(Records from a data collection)

════

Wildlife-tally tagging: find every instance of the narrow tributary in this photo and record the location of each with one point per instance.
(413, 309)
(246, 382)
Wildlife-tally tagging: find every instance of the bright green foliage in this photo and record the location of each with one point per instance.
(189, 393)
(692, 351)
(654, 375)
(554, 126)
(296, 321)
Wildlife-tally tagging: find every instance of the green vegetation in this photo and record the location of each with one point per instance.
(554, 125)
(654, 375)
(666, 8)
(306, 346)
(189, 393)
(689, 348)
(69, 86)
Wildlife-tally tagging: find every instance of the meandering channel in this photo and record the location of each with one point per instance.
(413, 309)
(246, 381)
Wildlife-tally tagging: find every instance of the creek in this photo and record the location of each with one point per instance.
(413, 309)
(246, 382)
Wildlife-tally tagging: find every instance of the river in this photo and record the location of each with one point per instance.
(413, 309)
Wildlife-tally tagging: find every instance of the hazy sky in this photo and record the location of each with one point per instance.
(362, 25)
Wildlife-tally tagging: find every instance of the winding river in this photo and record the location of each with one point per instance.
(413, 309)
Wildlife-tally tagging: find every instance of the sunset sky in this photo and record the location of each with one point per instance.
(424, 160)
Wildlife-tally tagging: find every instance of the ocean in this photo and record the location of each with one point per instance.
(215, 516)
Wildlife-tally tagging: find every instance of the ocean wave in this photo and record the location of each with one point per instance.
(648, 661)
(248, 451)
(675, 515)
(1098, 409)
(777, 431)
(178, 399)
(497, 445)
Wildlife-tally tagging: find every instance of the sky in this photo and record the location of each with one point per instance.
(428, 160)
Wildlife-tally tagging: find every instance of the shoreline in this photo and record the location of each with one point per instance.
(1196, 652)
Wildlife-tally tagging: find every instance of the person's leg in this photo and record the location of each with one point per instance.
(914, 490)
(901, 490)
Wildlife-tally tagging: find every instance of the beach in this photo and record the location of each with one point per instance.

════

To do — Restate each entry exactly, skipping none.

Answer in full —
Wildlife-tally tagging: find every instance of the narrow tributary in this photo and record the location of each with one point per instance.
(413, 309)
(246, 382)
Wildlife-tally tagging: find every instance of the bright green foliage in this photo and record the location of each with one point per instance.
(189, 393)
(692, 351)
(654, 375)
(554, 126)
(296, 321)
Wildlife-tally tagging: find every instance of the green vegetation in this photo and record the location of each with one point per instance.
(554, 125)
(654, 375)
(666, 8)
(306, 346)
(189, 393)
(689, 348)
(69, 86)
Wildlife-tally tagging: find every instance of the meandering channel in this photo and record the location of each with one point per instance.
(413, 309)
(246, 381)
Wildlife-tally tagging: find every instance of the creek in this photo and record the location of each with one point per instance.
(413, 309)
(246, 382)
Wildlife-tally tagging: find every instance of the river in this photo and record the location of each with one point per instance.
(413, 309)
Wildlife-tally tagging: find every instance of the hazy sky in this photo and record the location of each with one point per instance.
(362, 25)
Wildlife-tally tagging: find every instance of the winding river in this photo and record the location of each with one point per instance.
(413, 309)
Wildlife-tally tagging: find every instance of the sunset sky in this photo and record the location of each with one point per instance.
(424, 160)
Wildlife-tally tagging: find every instance of the ocean in this photo and record the location of each with one point per instance.
(215, 516)
Wildlife-tally tagging: find every instance of the ocean wave in this photo and record the location of each with one point per instance.
(648, 661)
(248, 451)
(675, 515)
(1098, 409)
(777, 431)
(178, 399)
(497, 445)
Wildlife-tally tagging: find every instance of the sky in this photo and record the location of each with one point per instance.
(428, 160)
Wildlife-tally tagging: find every instance of the shoreline in this photo and record the location of each with one point per instance.
(1196, 652)
Wildlife-tally tagging: find every instance of the person's leg in this photo and record the location of each with one point per instance.
(914, 490)
(901, 490)
Wildlife-tally tagging: find every instance of the beach in this photo and record the location of each with one point per instance.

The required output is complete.